Selected text:
DMAA and DMHA can still be purchased at a few online retailers despite their rocky relationship with the FDA and other regulatory agencies.
In addition to where you can buy DMAA and DMHA, I’ll break down what these stimulants do, my personal experience, and their legal history in various countries.
Where to Buy DMAA and DMHA
Due to the evolving legal status of these stimulants, retailers of DMAA and DMHA tend to “pop up” and then go away. I’ll keep this list updated with current trusted sellers.
- Bulk Stimulants – $46.99 for 10 grams (Free Shipping)
- Nootropic Source – $45.99 for 10 grams
- ELV Bio – $79.99 for 10 grams
Last updated on March 11, 2020
How to Take DMAA
Dosage information is pretty sparse for DMAA. General recommendations from anecdotal reports suggest starting around 25 mg to see how you react before potentially increasing the dose. Many users eventually find that a dose between 25 mg and 75 mg works for them.
One study on the effects of DMAA on humans used a 25 mg dose and noted no significant increase in heart rate, blood pressure, or body temperature.
How to Take DMHA
Like DMAA, DMHA dosages are not well defined due to lack of research.
Most pre workouts that contain DMHA use dosages between 100 mg and 200 mg.
Starting at 75 mg to 100 mg to monitor effects is a reasonable starting point.
Remember: you can always take more, but never take less.
Effects of DMAA and DMHA
DMAA is a sympathomimetic drug, acting on epinephrine, norepinephrine, and dopamine in the nervous system. This impacts things like adrenaline, motivation, and pleasure.
In short, it is a stimulant that stimulates the hormones and neurotransmitters listed above, creating energy, motivation, and mood elevation in the user. This makes it relatively obvious why it would be appealing to athletes, especially lifters.
DMHA, also known as Octodrine, behaves in a similar fashion to DMAA.
My Personal Experience with DMAA
I first purchased DMAA in 2015 from NutraBio, who no longer sells it. I added small amounts (~30 mg) to my normal pre workout before going to the gym and found this to be an effective way to dial up the intensity of my workout.
It absolutely added focus and motivation in the gym, helping me tackle my toughest training sessions.
I only used the DMAA in the mornings or mid day, never in the evening. I also only used it 1-2 times per week for my longer workouts. Under these conditions, I didn’t notice any significant adverse effects on my mood or sleeping patterns.
I have never used DMHA in this manner (supplementing it myself), though I have experienced it by taking Dark Energy, which contains DMHA and DMAA.
Legal History of DMAA and DMHA
DMAA has been under legal scrutiny in a number of countries dating back to at least 2011 when Health Canada declared it was not a dietary supplement, but a drug, effectively banning the sale of it in supplements.

Provided material:
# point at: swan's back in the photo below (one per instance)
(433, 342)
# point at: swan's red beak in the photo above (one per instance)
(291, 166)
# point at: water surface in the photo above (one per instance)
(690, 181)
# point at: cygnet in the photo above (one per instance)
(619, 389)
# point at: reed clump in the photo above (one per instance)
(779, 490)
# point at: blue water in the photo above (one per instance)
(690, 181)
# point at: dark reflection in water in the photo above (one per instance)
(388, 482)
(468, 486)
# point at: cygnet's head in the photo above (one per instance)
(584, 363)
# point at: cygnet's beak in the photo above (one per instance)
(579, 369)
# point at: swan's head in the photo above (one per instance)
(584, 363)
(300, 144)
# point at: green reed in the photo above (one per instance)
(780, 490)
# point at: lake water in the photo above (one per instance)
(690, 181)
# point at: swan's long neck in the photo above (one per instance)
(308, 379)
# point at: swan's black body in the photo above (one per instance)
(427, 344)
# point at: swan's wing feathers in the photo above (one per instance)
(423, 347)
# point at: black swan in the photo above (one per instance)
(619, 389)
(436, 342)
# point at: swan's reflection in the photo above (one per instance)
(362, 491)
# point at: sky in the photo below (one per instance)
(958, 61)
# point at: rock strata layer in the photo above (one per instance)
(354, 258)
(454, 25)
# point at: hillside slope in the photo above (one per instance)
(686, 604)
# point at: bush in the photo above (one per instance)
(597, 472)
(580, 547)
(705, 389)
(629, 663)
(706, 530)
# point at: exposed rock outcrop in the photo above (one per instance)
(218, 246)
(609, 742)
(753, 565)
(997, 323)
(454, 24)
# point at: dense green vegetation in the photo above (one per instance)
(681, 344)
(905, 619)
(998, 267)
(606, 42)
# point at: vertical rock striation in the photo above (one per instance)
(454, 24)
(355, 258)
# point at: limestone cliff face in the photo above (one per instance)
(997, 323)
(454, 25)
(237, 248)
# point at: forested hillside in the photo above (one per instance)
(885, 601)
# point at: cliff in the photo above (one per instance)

What this task involves: Reproduce the section of the DMAA and DMHA text starting with "How to Take DMHA" and going on through "never take less.", keeping every word and mark unchanged.

Exercise answer:
How to Take DMHA
Like DMAA, DMHA dosages are not well defined due to lack of research.
Most pre workouts that contain DMHA use dosages between 100 mg and 200 mg.
Starting at 75 mg to 100 mg to monitor effects is a reasonable starting point.
Remember: you can always take more, but never take less.